Input for this task:

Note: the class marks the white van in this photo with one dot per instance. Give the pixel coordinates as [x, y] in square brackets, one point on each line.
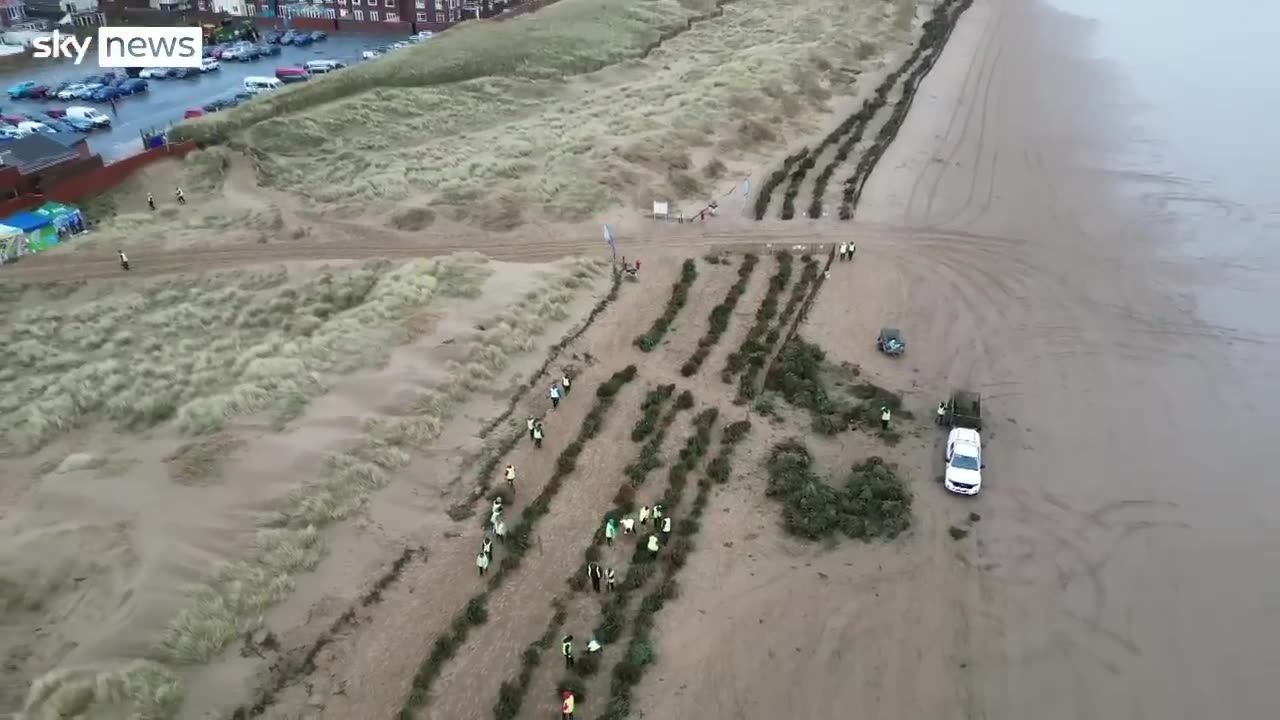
[321, 67]
[256, 85]
[90, 115]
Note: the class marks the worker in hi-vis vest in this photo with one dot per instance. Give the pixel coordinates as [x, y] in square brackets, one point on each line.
[567, 650]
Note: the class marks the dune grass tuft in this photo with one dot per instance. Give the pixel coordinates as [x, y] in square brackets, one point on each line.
[205, 350]
[141, 691]
[233, 600]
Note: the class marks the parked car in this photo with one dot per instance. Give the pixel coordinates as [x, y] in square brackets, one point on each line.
[72, 91]
[104, 94]
[90, 114]
[58, 126]
[21, 89]
[964, 461]
[80, 124]
[292, 74]
[321, 67]
[36, 127]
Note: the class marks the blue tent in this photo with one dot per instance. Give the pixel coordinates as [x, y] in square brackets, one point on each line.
[26, 222]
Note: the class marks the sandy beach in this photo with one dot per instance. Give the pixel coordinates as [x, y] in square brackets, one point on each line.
[1025, 229]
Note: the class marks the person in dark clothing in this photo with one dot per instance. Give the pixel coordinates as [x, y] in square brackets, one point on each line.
[567, 650]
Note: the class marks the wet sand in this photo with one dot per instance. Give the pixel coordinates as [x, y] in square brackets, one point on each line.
[1027, 233]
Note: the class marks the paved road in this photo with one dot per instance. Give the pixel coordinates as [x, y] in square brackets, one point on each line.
[165, 101]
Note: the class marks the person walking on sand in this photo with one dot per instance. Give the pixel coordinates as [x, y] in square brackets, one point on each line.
[567, 650]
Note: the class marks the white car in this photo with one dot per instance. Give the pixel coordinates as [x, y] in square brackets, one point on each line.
[72, 91]
[964, 461]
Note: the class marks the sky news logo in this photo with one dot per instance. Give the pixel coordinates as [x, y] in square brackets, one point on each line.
[128, 46]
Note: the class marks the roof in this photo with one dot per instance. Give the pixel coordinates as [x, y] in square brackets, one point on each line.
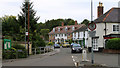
[69, 29]
[83, 28]
[111, 16]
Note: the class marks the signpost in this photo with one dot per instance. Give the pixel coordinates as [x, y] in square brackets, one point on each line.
[7, 44]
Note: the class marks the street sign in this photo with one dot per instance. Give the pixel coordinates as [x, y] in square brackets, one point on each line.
[26, 33]
[91, 33]
[92, 26]
[7, 44]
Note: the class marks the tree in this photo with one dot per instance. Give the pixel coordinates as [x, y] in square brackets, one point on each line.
[85, 21]
[10, 25]
[32, 18]
[44, 33]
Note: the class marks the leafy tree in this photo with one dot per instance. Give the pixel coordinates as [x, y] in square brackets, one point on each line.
[44, 33]
[10, 26]
[85, 21]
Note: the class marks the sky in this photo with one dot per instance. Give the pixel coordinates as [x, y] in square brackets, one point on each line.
[54, 9]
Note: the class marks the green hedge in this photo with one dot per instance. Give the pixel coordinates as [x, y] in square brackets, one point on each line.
[113, 44]
[14, 53]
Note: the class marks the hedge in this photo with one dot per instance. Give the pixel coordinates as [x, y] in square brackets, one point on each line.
[113, 44]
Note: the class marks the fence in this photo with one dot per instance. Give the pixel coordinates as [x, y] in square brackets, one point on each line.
[19, 53]
[41, 50]
[14, 54]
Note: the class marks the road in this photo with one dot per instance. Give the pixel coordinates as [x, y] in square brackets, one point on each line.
[64, 58]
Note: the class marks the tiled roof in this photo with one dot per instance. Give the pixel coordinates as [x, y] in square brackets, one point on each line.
[83, 28]
[112, 16]
[69, 29]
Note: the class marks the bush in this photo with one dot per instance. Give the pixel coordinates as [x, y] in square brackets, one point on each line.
[50, 44]
[13, 52]
[113, 44]
[38, 42]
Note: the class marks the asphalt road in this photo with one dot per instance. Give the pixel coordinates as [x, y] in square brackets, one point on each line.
[63, 57]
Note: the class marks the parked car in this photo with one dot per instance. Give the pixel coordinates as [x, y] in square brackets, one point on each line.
[56, 46]
[76, 48]
[66, 44]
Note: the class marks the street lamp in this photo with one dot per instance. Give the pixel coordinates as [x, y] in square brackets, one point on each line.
[92, 57]
[28, 26]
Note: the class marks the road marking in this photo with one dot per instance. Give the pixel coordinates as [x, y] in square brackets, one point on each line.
[75, 60]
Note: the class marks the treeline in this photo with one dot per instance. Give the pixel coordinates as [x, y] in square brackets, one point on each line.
[14, 27]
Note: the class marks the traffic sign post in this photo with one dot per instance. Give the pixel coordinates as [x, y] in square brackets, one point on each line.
[7, 44]
[92, 27]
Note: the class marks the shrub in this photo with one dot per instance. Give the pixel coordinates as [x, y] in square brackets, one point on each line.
[50, 44]
[113, 44]
[13, 52]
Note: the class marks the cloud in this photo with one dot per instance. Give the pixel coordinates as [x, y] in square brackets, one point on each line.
[53, 9]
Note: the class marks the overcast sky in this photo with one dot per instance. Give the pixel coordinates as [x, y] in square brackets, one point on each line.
[54, 9]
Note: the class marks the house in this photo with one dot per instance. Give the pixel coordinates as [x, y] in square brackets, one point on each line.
[81, 35]
[107, 27]
[62, 33]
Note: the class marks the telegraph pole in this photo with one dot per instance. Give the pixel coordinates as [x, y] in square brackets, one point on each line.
[28, 27]
[92, 56]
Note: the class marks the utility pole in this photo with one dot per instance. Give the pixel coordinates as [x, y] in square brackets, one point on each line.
[92, 56]
[28, 27]
[25, 28]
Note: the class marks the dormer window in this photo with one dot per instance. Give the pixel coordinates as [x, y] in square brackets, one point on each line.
[53, 29]
[58, 29]
[73, 28]
[66, 28]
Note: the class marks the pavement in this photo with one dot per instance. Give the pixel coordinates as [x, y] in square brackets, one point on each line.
[63, 57]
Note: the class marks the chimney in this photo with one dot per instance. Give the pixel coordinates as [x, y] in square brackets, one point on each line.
[100, 9]
[76, 23]
[62, 23]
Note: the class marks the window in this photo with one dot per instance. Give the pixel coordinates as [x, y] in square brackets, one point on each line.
[73, 28]
[115, 27]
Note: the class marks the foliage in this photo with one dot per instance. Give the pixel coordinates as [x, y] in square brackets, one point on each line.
[50, 44]
[10, 25]
[85, 21]
[44, 33]
[38, 41]
[113, 44]
[17, 46]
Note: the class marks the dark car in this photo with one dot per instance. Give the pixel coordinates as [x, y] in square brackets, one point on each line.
[76, 48]
[56, 46]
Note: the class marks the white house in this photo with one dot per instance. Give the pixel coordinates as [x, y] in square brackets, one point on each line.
[62, 33]
[81, 35]
[107, 27]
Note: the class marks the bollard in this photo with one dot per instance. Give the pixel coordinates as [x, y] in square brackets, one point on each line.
[84, 55]
[35, 51]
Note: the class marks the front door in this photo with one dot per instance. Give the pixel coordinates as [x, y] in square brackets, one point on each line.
[95, 44]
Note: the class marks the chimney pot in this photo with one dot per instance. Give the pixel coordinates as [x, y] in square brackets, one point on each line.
[100, 9]
[76, 23]
[62, 23]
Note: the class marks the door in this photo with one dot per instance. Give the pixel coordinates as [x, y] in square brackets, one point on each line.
[95, 44]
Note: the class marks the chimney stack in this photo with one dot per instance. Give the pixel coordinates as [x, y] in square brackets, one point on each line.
[62, 23]
[76, 23]
[100, 9]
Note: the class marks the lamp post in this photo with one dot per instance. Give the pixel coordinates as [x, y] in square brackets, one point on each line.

Work task: Retype, without any change, every line from the one with "Note: the class marks the front" to the bottom of the listing.

Expected output:
Note: the class marks the front door in this photo with one dot per instance. Give the pixel coordinates as [x, y] in square brackets, one point on each line.
[95, 44]
Note: the class marks the chimney pot in this photo with one dot per instance. Give the pixel coordinates as [x, y] in square brackets, one point on each line.
[100, 9]
[76, 23]
[62, 23]
Note: the class marks the door in this photo with one dot per instance. Give the pixel coordinates as [x, y] in square brackets, one point on each line.
[95, 44]
Note: the class marks the chimney stack in this photo with one dot per instance. Give the pixel coordinates as [x, y] in square brackets, one point on each line.
[62, 23]
[76, 23]
[100, 9]
Note: the class marks the lamp post in this photo with one dot per instance. Give the pixel coordinates as [x, y] in square brackets, one point on each line.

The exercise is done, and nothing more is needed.